* **Records for this task**
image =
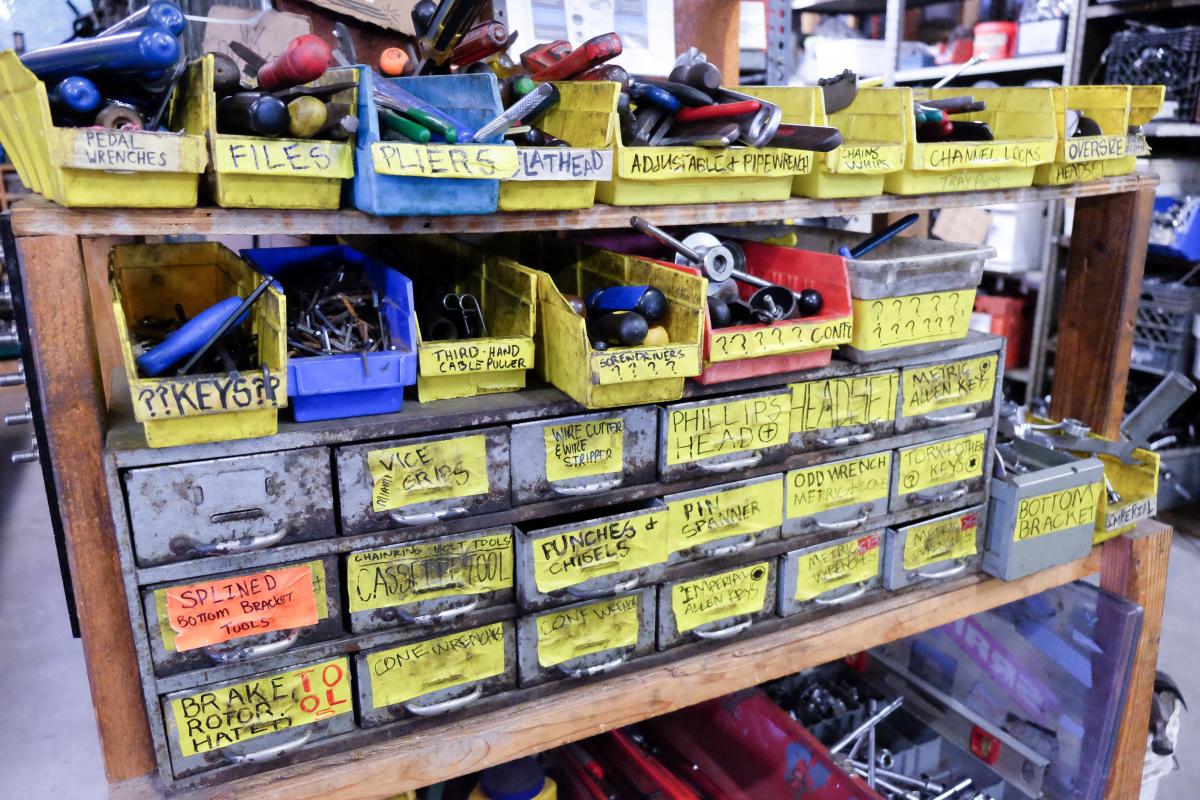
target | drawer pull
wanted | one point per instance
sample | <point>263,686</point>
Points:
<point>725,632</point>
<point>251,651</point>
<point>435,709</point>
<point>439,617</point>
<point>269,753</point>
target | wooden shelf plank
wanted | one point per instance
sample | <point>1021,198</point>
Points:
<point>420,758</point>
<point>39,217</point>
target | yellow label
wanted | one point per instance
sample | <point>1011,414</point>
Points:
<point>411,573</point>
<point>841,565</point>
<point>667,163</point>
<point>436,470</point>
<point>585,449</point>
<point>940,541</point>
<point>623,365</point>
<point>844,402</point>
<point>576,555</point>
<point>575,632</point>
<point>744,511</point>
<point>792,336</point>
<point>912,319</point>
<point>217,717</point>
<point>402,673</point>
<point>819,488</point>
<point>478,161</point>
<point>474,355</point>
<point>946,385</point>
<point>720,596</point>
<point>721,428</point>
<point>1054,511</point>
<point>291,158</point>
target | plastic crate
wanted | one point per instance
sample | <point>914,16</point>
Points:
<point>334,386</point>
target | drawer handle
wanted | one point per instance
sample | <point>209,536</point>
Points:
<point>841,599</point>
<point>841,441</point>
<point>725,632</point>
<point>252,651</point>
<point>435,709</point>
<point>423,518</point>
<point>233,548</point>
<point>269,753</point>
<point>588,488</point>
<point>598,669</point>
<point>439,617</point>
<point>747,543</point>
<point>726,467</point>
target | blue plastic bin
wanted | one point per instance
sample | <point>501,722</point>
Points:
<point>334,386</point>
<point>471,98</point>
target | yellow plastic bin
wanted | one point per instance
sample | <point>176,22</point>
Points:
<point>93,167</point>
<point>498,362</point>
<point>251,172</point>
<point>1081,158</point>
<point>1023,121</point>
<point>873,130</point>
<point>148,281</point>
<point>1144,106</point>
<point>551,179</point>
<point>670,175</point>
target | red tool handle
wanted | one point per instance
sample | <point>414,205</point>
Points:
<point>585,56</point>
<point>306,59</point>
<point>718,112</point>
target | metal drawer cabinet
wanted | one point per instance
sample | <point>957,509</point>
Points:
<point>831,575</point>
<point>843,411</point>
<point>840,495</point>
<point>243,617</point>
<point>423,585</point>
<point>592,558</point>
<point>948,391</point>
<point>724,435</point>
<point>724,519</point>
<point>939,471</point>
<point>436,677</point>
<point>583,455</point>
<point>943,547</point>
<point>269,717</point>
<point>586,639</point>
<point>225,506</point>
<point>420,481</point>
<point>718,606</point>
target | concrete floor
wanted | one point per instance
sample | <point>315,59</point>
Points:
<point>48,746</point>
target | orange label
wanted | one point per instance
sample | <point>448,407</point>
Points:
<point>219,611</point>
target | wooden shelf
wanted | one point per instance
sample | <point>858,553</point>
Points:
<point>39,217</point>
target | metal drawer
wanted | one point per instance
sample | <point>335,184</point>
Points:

* **Problem statement**
Copy out every item above word for word, but leave the pictures out.

* **Output below**
image =
target | drawer pull
wanted | one point per instance
sample | <point>263,686</point>
Points:
<point>725,632</point>
<point>251,651</point>
<point>435,709</point>
<point>439,617</point>
<point>269,753</point>
target | wooden shelf plank
wanted | one point per instance
sample | <point>1021,198</point>
Points:
<point>420,758</point>
<point>39,217</point>
target | yellow label
wanted | one point per instance
sample | <point>1011,414</point>
Points:
<point>411,573</point>
<point>841,565</point>
<point>667,163</point>
<point>436,470</point>
<point>585,449</point>
<point>940,541</point>
<point>623,365</point>
<point>844,402</point>
<point>576,555</point>
<point>575,632</point>
<point>744,511</point>
<point>792,336</point>
<point>912,319</point>
<point>217,717</point>
<point>402,673</point>
<point>819,488</point>
<point>478,161</point>
<point>474,355</point>
<point>946,385</point>
<point>720,596</point>
<point>721,428</point>
<point>1054,511</point>
<point>291,158</point>
target | plastic crate
wanted | one point per instance
sample | <point>914,16</point>
Points:
<point>334,386</point>
target | drawer handle
wanted | one point per instance
sample | <point>209,536</point>
Points:
<point>841,599</point>
<point>841,441</point>
<point>725,632</point>
<point>252,651</point>
<point>435,709</point>
<point>423,518</point>
<point>233,548</point>
<point>269,753</point>
<point>588,488</point>
<point>598,669</point>
<point>439,617</point>
<point>747,543</point>
<point>726,467</point>
target | blue plastic bin
wanted | one point per instance
sample | <point>501,722</point>
Points:
<point>334,386</point>
<point>471,98</point>
target | yellow plastic bin
wanted | one point per instance
sample | <point>176,22</point>
Points:
<point>93,167</point>
<point>498,362</point>
<point>251,172</point>
<point>1081,158</point>
<point>1023,121</point>
<point>873,130</point>
<point>148,281</point>
<point>1144,106</point>
<point>551,179</point>
<point>670,175</point>
target | red tool handle
wanted | one point per instance
sample | <point>414,205</point>
Points:
<point>585,56</point>
<point>306,59</point>
<point>718,112</point>
target | metal drawer cabinet
wanted | one point per instance
sample | <point>957,509</point>
Points:
<point>831,575</point>
<point>843,411</point>
<point>840,495</point>
<point>243,617</point>
<point>423,585</point>
<point>592,558</point>
<point>948,391</point>
<point>724,435</point>
<point>724,519</point>
<point>939,471</point>
<point>436,677</point>
<point>583,455</point>
<point>943,547</point>
<point>269,717</point>
<point>586,639</point>
<point>225,506</point>
<point>420,481</point>
<point>718,606</point>
target | concrete floor
wanted | one point per instance
sample | <point>315,59</point>
Points:
<point>48,746</point>
target | orange label
wanted | one point per instance
sample | <point>448,407</point>
Points:
<point>219,611</point>
target | wooden shelf
wanted | one point per instance
sample | <point>858,553</point>
Points:
<point>39,217</point>
target | metal drawer
wanted | one point per instance
sample | <point>335,184</point>
Points:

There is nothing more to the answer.